■ TASK TO COMPLETE
Recast all of the rows below as a numbered list, skipping any blank lines and leaving the pictures out.

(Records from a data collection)
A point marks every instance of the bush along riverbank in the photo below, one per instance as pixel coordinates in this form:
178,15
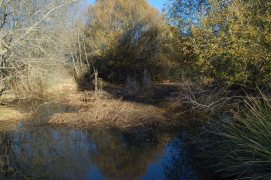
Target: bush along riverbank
234,138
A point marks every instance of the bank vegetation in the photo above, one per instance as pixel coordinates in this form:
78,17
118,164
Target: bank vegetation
217,50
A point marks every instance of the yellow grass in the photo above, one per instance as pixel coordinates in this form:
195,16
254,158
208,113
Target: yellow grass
103,110
10,117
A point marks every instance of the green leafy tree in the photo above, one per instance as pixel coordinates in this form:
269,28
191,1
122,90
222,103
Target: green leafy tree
232,42
125,37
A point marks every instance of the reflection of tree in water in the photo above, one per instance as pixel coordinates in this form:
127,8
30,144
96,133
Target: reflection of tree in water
126,155
47,153
182,162
42,154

■ TASK RESULT
1. A point marks every instance of the bush along riverbank in the photo below, one per instance as pixel coordinates in this form:
2. 178,15
3. Target: bush along riverbank
4. 234,138
5. A point marks every instance of the bank vegetation in the photo above, one per instance as pixel coordinates in this form:
6. 78,17
7. 118,164
8. Target: bank vegetation
9. 217,50
10. A point marks every instance of the yellow grass in the photo above, one per instance as pixel coordinates in this form:
11. 195,16
12. 254,158
13. 208,113
14. Target: yellow grass
15. 103,110
16. 10,117
17. A point marks every instance of the green leafy tree in the photo above, one per instance as pixel coordinates in this form:
18. 269,28
19. 191,1
20. 122,90
21. 222,103
22. Target: green leafy tree
23. 232,42
24. 125,37
25. A point marks every instance of the reflection of tree in water in the photo above, one per instance as pixel coordinates in this form:
26. 127,8
27. 30,144
28. 96,133
29. Target: reflection of tree in water
30. 126,155
31. 47,153
32. 182,162
33. 42,154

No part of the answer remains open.